- **Excerpted data**

....

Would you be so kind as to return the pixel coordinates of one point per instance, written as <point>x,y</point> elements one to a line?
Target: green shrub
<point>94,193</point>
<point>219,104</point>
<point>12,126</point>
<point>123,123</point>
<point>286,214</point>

....

- **Brief**
Copy every item above line for line, without changing a single character.

- **Final result**
Would you be so kind as to return the pixel coordinates of one point per instance, written as <point>x,y</point> elements one to a line?
Target: green shrub
<point>94,193</point>
<point>219,104</point>
<point>12,126</point>
<point>123,123</point>
<point>286,214</point>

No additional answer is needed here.